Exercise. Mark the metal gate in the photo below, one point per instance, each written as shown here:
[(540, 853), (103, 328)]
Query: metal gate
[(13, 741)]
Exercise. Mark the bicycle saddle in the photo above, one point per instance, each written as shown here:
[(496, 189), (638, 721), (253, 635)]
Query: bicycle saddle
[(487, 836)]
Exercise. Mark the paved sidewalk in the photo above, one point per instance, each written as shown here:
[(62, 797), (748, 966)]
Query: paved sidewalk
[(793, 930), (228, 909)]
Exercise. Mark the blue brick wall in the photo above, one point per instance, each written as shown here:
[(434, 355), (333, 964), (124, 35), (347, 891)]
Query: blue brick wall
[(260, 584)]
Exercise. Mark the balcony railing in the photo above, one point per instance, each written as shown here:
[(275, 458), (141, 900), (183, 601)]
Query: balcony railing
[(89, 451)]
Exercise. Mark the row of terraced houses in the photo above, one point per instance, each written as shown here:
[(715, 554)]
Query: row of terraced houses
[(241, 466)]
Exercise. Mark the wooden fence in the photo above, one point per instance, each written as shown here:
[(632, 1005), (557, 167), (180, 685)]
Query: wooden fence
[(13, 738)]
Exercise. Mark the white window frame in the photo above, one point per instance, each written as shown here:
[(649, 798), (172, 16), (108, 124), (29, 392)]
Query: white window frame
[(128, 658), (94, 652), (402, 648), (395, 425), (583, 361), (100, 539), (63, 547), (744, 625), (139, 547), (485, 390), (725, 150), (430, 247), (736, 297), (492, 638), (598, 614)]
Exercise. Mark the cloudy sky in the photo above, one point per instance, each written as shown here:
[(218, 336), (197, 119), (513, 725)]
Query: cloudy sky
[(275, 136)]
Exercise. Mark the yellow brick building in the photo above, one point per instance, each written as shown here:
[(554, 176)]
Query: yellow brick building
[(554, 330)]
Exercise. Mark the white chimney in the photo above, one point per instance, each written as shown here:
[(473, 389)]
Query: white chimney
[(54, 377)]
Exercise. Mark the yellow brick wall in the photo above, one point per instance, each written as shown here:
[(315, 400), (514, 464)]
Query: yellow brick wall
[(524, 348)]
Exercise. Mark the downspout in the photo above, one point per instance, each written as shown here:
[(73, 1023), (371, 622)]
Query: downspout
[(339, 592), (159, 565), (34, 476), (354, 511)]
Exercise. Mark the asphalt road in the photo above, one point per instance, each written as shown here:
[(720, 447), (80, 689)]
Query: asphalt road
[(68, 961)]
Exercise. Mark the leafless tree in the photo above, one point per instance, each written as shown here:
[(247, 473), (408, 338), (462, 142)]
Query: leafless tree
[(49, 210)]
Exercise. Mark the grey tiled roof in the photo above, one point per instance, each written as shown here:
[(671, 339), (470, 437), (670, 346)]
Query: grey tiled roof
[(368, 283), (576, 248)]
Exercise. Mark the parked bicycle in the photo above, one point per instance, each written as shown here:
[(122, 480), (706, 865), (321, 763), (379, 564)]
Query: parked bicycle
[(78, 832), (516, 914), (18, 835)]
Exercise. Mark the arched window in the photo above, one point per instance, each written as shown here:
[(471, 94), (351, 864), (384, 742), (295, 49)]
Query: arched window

=-=-=-=-=

INSTRUCTION => Restate the records, all of them, precisely as written.

SOLUTION FOR THIS PROBLEM =>
Exercise. Mark the metal gate in the photo below, one point per instance, each written as shown here:
[(540, 853), (103, 328)]
Query: metal gate
[(13, 741)]
Exercise. Mark the bicycle saddle in the photo above, one point per instance, each written as shown here:
[(496, 189), (638, 721), (253, 635)]
Query: bicycle saddle
[(487, 836)]
Exercise. Mark the paved sidewalk in the photo above, one point per instance, each written as shown here:
[(62, 797), (748, 966)]
Query: paved sidewalk
[(793, 930), (228, 909)]
Exercise. Mark the blue brick wall in the photo above, one point per instance, each written as shown here:
[(434, 355), (333, 964), (124, 35), (347, 891)]
Query: blue brick wall
[(260, 584)]
Exercise. Mark the balcony railing in the photo above, one point per instance, each written as shown here:
[(275, 458), (141, 900), (183, 601)]
Query: balcony railing
[(89, 451)]
Exercise. Mark the row of terraced houses in the photo above, one point per instance, each written as shown here:
[(715, 554)]
Query: row of terraced houses
[(241, 466)]
Exercise. Mark the wooden fence in the photo above, one point per instance, each written as shown here:
[(632, 1005), (557, 167), (180, 685)]
Query: wooden fence
[(13, 738)]
Exercise. Mark the white window frame in the photo above, one point per instance, each written as shown here:
[(649, 798), (172, 16), (108, 124), (29, 392)]
Query: white window frame
[(128, 658), (94, 652), (402, 648), (395, 425), (583, 361), (100, 539), (63, 547), (744, 625), (139, 547), (485, 390), (725, 150), (430, 247), (736, 297), (492, 638), (598, 614)]
Exercise. Mark the cloudy sky in the photo above, one point per instance, each written as shown here:
[(218, 336), (197, 119), (513, 725)]
Query: cloudy sky
[(275, 136)]
Exercise. Mark the yellow brick building in the photo above, one point per instance, each written as shown here:
[(554, 176)]
Query: yellow brick building
[(554, 330)]
Exercise. Mark the white chimney in the photo above, one point per instance, each written as shown here:
[(473, 389)]
Query: white chimney
[(54, 377)]
Exercise. Mark the yellow brick wall in the photo above, one point per instance, each written as shown here:
[(315, 400), (514, 464)]
Query: yellow brick wall
[(524, 348)]
Exercise. Mark the downspout in the photo above, one point per instance, each written as shown here:
[(73, 1023), (371, 622)]
Query: downspout
[(339, 592), (159, 565), (34, 476), (354, 511)]
Exercise. Mark the asphalt road in the photo above, one point per instance, each written as shown here:
[(720, 447), (80, 689)]
Query: asphalt road
[(68, 961)]
Exercise. Mark the leafless tree in the photo above, one point per instance, each written as shown here:
[(247, 473), (408, 338), (462, 142)]
Query: leafless tree
[(49, 210)]
Exercise. Mark the grey tiled roof in the photo above, one point per instance, each written as shown here:
[(671, 339), (470, 437), (670, 346)]
Query: grey tiled roof
[(368, 283), (576, 248)]
Exercise. Mark the parked bicycle in the photo above, one point per instance, each written as shown here:
[(122, 480), (706, 865), (321, 763), (379, 564)]
Query: parked bicycle
[(78, 832), (516, 914), (18, 835)]
Exercise. Mark the arched window in the photo above, one point per instance, each written as shown here:
[(471, 94), (351, 864), (384, 742), (295, 49)]
Query: arched window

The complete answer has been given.